WHAT YOU HAVE TO DO:
The entries below contain a line with "box: [557, 560, 762, 692]" and a line with "negative clicks: (576, 689) (737, 641)". Quote exactly those two lines and all lines between them.

(Entries taken from a collection)
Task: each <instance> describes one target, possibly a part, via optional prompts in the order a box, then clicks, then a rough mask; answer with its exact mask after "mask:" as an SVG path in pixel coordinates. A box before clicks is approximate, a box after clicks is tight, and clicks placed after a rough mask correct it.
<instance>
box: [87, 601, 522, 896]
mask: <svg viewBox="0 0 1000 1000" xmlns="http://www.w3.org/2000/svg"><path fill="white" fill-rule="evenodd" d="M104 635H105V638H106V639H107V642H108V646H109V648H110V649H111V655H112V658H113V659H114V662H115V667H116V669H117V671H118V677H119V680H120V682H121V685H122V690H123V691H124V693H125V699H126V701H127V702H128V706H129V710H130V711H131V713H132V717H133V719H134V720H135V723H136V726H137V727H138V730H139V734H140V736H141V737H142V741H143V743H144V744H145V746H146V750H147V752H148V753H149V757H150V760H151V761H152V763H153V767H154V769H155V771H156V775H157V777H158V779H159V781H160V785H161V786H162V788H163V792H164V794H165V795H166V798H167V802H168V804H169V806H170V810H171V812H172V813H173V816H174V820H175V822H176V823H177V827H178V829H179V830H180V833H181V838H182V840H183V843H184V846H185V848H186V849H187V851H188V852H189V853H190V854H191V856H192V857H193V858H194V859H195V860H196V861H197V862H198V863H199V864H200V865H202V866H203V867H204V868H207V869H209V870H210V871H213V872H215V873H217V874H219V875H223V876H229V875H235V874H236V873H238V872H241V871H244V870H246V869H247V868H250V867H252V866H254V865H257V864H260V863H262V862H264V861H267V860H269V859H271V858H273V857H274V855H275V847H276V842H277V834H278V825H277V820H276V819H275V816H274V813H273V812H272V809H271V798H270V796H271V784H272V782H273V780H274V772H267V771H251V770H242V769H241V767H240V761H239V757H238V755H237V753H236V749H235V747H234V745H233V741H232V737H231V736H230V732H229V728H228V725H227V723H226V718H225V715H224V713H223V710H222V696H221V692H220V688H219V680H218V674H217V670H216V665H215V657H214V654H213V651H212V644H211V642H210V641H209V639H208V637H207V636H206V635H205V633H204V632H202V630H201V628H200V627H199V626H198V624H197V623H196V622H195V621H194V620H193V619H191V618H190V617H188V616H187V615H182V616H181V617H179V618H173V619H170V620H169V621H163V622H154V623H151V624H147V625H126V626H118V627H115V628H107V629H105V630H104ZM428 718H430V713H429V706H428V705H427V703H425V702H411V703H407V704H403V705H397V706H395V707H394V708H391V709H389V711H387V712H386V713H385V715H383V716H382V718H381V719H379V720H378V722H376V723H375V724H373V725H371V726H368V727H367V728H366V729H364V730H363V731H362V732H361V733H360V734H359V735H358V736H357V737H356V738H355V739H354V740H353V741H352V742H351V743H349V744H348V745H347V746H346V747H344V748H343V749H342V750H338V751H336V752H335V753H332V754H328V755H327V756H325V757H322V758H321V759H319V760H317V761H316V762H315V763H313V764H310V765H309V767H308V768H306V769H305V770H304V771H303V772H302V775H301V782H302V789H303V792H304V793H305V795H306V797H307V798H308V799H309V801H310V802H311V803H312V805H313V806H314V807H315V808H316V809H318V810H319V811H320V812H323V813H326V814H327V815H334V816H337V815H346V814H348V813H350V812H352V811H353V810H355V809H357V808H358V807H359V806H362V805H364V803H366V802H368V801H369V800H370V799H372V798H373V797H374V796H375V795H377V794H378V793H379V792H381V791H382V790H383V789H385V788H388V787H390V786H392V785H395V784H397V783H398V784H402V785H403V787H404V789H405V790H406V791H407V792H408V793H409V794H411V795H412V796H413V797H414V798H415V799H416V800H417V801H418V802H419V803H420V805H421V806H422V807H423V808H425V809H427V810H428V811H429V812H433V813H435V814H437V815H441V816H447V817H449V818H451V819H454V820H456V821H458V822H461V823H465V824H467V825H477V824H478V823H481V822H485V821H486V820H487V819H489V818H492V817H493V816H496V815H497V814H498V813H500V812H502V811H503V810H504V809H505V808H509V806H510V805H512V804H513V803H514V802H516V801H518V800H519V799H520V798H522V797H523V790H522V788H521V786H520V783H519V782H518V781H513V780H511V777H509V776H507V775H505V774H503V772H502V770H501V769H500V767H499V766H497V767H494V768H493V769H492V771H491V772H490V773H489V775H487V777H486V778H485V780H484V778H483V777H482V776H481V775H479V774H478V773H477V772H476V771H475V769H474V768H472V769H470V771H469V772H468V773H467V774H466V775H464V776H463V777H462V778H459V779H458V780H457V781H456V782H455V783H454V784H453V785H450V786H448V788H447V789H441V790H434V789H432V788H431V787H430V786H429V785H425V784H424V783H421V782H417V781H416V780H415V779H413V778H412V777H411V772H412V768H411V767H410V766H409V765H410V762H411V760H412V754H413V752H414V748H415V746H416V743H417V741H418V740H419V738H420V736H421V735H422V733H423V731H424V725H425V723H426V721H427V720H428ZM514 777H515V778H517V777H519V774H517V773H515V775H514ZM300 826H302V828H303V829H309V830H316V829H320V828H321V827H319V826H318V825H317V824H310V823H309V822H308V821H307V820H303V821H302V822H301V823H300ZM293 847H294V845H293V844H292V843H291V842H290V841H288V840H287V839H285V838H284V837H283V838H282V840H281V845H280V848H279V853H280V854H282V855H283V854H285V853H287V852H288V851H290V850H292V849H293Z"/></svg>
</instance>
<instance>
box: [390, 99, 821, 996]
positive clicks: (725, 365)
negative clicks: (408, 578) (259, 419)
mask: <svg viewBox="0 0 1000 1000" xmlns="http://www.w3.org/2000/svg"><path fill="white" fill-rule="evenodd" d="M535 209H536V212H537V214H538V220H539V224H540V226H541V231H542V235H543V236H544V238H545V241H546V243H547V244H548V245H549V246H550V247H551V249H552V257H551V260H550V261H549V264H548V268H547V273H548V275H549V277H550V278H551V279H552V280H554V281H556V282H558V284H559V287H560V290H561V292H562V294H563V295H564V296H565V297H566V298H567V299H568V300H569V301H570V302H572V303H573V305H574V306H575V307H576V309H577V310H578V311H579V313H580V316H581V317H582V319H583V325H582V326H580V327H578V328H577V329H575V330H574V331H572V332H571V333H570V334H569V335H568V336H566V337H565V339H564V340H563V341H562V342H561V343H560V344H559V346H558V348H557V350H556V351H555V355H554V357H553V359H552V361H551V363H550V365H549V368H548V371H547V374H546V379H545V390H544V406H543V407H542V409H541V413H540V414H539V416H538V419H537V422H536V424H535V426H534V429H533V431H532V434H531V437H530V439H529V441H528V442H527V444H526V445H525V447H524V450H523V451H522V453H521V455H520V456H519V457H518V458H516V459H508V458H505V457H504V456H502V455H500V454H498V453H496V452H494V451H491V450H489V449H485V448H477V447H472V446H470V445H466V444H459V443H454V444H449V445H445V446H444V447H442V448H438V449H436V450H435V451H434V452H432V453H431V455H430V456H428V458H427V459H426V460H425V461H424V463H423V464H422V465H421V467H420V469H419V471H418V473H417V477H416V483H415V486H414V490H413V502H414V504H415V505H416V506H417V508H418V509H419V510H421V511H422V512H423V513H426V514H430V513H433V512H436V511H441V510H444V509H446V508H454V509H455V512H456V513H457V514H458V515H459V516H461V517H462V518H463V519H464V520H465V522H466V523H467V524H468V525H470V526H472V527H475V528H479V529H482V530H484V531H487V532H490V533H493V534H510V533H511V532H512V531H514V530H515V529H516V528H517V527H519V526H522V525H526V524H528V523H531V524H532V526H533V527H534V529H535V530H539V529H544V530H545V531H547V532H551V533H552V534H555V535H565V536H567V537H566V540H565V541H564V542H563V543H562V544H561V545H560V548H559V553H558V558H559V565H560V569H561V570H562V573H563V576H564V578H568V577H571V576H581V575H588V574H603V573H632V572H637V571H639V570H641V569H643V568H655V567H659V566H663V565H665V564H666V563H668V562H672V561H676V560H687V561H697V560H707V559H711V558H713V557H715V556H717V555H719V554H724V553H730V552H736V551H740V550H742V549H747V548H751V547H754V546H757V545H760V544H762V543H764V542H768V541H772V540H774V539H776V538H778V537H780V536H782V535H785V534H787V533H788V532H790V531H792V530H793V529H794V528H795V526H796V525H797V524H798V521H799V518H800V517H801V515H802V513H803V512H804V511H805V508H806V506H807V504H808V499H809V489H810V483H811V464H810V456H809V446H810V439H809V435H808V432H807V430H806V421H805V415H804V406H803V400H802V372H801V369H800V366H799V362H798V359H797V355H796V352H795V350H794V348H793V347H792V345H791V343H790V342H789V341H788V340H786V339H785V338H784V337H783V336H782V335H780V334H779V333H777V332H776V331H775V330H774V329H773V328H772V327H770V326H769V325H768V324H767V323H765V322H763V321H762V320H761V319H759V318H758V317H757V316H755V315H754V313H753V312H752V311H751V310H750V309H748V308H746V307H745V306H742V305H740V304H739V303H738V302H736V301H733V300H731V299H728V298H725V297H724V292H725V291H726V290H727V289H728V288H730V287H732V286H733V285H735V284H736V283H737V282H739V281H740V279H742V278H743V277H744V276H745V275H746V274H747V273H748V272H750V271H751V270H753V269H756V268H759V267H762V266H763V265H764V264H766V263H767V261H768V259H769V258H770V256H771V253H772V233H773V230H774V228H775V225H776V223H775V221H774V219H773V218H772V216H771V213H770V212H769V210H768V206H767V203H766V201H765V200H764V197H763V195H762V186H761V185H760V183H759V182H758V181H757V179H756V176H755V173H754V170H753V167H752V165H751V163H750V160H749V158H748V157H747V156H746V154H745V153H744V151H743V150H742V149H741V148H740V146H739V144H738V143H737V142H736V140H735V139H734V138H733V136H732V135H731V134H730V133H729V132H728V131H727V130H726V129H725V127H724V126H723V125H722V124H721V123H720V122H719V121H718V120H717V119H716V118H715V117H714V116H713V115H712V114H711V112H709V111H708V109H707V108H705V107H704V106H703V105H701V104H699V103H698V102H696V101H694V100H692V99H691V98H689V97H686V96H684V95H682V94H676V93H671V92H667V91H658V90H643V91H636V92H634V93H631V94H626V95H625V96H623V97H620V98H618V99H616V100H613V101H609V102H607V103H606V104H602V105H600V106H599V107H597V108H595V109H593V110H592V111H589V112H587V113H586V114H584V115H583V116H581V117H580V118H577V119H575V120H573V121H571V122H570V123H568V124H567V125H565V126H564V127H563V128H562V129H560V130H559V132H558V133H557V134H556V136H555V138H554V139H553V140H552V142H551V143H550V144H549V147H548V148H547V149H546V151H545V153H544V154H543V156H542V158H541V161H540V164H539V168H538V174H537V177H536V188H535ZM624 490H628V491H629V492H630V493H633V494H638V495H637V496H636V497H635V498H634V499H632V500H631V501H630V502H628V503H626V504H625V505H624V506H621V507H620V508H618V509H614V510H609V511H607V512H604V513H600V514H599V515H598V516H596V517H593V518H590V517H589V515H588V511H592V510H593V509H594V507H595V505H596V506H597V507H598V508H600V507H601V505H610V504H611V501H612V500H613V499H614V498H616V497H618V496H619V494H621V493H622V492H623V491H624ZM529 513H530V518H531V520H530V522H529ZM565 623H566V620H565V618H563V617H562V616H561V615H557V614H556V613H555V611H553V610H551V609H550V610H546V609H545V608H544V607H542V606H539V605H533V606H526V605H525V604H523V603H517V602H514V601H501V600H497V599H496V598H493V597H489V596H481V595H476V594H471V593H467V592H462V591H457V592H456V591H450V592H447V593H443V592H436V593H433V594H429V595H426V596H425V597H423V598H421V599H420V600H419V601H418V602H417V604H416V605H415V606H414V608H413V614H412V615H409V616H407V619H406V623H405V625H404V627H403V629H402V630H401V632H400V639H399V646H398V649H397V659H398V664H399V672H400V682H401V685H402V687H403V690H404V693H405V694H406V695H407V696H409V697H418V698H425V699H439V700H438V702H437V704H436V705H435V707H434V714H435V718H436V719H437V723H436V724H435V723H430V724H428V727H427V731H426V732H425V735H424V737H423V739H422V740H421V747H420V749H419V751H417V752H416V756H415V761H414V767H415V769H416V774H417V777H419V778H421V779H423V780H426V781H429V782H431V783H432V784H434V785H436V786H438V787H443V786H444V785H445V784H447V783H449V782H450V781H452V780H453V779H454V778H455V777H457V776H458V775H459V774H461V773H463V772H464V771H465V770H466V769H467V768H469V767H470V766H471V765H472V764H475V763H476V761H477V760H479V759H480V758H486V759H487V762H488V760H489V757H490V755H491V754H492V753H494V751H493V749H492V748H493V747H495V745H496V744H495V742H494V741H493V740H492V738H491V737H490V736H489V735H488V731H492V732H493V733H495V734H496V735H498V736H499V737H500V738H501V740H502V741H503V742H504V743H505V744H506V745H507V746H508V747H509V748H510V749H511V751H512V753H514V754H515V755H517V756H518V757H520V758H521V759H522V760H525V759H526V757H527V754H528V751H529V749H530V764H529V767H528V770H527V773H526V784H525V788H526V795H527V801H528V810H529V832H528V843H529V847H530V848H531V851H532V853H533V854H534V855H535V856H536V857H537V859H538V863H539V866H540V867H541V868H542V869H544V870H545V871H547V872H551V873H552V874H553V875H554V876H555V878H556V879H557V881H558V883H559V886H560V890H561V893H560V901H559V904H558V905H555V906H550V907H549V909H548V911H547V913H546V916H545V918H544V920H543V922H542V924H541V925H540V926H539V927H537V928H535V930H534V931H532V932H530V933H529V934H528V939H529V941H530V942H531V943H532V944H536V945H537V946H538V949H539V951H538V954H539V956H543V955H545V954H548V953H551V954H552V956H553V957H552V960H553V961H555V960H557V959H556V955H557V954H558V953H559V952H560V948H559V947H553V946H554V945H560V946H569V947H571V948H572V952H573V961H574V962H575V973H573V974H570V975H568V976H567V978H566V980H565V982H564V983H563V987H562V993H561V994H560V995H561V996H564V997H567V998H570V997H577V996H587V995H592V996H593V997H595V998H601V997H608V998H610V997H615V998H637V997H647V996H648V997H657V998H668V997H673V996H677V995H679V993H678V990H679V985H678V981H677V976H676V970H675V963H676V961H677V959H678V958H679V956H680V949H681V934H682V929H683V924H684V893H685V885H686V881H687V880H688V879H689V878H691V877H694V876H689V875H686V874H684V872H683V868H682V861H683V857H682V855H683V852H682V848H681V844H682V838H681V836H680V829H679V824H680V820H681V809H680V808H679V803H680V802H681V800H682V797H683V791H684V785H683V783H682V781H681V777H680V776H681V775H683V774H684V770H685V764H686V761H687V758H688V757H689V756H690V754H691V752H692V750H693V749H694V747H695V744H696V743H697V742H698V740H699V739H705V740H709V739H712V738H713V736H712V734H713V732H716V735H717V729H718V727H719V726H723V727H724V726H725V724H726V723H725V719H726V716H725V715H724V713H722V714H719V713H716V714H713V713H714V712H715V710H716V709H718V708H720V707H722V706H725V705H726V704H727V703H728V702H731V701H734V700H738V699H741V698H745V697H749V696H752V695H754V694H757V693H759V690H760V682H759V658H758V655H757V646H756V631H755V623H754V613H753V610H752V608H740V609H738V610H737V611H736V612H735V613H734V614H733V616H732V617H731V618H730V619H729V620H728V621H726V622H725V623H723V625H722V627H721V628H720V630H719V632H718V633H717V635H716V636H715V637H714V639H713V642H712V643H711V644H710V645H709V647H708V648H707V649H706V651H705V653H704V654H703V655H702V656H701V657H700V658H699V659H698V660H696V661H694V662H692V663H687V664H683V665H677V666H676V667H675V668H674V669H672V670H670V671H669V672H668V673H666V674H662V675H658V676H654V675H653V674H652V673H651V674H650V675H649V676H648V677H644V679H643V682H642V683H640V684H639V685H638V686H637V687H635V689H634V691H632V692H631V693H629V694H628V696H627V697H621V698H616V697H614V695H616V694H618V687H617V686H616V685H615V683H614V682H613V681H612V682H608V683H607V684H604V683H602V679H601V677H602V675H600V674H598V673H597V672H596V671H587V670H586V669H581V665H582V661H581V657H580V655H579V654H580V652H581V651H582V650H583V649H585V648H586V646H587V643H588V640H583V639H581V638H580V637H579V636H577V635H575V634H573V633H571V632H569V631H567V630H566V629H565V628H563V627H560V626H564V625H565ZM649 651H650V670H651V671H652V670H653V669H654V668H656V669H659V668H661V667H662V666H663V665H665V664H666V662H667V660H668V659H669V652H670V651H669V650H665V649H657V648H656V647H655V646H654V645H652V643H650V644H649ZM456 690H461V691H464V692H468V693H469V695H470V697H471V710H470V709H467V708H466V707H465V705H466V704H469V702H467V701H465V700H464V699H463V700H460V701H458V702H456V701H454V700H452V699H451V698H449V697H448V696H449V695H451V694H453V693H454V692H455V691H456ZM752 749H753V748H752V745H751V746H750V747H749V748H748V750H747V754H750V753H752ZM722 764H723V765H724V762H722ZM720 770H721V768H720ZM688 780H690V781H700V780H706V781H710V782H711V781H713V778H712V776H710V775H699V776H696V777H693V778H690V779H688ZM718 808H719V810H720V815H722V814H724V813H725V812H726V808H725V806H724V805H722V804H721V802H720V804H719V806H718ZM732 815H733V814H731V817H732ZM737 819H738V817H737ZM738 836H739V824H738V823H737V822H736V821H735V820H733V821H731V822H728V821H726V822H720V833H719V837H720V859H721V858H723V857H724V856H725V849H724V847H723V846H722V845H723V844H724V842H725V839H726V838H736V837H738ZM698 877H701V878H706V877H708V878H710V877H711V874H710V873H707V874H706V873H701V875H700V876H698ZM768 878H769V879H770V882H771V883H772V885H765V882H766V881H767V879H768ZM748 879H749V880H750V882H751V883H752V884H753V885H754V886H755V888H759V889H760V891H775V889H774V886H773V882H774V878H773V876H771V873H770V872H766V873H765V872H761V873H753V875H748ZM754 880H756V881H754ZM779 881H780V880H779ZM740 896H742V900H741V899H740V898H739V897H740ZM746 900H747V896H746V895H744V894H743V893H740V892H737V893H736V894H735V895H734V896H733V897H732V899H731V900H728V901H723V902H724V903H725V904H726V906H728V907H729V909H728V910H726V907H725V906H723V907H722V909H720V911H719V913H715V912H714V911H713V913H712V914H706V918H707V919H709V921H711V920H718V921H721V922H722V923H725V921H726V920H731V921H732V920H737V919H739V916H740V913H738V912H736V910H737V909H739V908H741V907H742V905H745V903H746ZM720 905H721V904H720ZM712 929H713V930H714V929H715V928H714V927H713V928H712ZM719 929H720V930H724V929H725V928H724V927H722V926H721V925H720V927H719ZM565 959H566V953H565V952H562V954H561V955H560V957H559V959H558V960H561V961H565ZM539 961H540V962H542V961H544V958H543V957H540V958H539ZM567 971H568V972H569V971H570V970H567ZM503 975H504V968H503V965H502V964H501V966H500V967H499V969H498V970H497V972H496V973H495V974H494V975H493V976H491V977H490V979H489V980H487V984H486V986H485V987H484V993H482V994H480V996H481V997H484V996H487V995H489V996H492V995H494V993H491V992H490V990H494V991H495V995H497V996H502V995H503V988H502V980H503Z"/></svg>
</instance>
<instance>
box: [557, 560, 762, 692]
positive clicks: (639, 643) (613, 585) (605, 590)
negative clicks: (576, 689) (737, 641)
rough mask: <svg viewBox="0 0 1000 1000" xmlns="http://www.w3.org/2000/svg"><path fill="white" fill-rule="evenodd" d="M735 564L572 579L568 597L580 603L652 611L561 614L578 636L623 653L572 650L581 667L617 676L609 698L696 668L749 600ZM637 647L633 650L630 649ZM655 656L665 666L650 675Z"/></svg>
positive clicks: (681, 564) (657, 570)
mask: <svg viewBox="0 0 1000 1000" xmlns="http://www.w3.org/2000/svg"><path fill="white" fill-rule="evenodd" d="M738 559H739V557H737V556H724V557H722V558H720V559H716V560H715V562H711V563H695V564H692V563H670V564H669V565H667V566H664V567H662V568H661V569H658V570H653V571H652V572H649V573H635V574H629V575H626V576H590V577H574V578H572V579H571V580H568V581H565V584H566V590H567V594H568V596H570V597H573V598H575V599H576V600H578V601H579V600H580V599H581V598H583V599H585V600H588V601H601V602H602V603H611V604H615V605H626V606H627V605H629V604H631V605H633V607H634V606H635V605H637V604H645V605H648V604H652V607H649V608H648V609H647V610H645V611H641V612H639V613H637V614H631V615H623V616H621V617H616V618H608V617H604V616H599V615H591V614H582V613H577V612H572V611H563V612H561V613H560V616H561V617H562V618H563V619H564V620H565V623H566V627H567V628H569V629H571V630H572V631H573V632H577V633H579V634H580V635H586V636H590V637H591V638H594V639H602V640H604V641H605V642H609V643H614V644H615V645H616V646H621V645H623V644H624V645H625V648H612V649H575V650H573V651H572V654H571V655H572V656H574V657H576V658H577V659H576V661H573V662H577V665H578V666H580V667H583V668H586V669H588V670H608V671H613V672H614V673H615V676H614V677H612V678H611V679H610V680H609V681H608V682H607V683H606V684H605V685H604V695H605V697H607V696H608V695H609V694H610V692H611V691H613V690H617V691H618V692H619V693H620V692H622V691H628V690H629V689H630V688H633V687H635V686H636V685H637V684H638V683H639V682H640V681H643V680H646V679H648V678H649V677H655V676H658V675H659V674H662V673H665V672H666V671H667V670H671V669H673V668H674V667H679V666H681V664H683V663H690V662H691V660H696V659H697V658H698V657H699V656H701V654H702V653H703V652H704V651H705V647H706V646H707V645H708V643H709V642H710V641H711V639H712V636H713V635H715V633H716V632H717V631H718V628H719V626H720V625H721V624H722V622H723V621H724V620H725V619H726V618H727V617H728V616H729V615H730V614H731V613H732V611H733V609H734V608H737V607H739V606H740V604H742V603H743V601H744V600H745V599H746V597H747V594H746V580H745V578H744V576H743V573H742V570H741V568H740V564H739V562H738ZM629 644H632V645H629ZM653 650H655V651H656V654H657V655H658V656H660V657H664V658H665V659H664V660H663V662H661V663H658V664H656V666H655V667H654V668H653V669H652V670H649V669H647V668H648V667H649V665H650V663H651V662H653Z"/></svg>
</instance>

OUTPUT BELOW:
box: [557, 560, 762, 692]
positive clicks: (639, 643) (613, 585) (605, 590)
negative clicks: (576, 689) (737, 641)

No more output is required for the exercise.